Text:
How Not To Piss Off The English - 1942 Edition

Posted on 2011.07.04 at 15:58
A post on a mailing list I manage pointed this out, and I thought you guys might be interested in it:


How Not To Piss Off The English - 1942 Edition





































Comments:


(Deleted comment)
Jonathan Andrew Sheen
leviathan0999 at 2011-07-04 20:49 (UTC) (Link)
Which is predictable in many ways -- everywhere I've ever worked, it's been deeply frowned upon to talk about your wages with your co-workers, which is enormously in favor of management and against the workers -- and, wasn't a famous English description of Americans stationed there in WWII "Overpayed, Oversexed, and Over here!"?
(Deleted comment)
Jonathan Andrew Sheen
leviathan0999 at 2011-07-04 20:59 (UTC) (Link)
In fairness, when my Dad was flying B-26 Martin Marauders out of Chipping Ongar (You can learn more about that here) he married an English girl, and I've no doubt nylons were involved there somewhere -- and possibly chocolate! I guess nobody gave him this booklet!

Exercise prompt:
Continue the comment thread on the blog post titled "How Not To Piss Off The English - 1942 Edition," starting after its last line. The listing after this point is separate material and has no connection to the blog post.

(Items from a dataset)
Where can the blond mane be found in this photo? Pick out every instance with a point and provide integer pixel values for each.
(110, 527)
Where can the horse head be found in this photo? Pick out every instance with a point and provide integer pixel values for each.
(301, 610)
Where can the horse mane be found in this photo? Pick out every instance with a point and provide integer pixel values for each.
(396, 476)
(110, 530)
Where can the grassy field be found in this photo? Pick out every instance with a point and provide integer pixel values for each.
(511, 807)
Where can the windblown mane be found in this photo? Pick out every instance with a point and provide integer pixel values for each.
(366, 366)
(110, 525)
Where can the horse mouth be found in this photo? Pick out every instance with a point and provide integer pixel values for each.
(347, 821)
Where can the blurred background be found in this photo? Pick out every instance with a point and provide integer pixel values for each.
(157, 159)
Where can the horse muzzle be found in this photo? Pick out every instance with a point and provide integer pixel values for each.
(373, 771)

Answer area:
(And, no, the marriage didn't last, and I don't really know much of anything about her or what happened to her.)

Edited at 2011-07-04 09:00 pm (UTC)
Kat
katling73 at 2011-07-05 07:52 (UTC) (Link)
It was a very famous description and many of the British girls were quite mercenary about it too. The US soldiers had money and were willing to spend it on them. A fair number of British girls indulged in what be considered a little casual 'boyfriend gathering' in order to get some luxuries for themselves and their families and their friends that they hadn't had for a long time.

My grandmother is English and lived through the war (even being evacuated during the worst of the Blitz because she had a baby - my father!) and she always said that she found the US soldiers to be very charming and very pleasant but a bit like those overenthusiastic and overbearing relatives that descend on you at Christmas and sort of overwhelm everything and while you do like them, you like them in small doses and you're always very relieved when they go home again.
Monica Rose
carose59 at 2011-07-05 05:30 (UTC) (Link)
I have to say, referring to Great Britain as part of Hitler's "own ground" probably wouldn't have endeared one much to any of the British, particularly since they were never even invaded.
Jonathan Andrew Sheen
leviathan0999 at 2011-07-05 16:31 (UTC) (Link)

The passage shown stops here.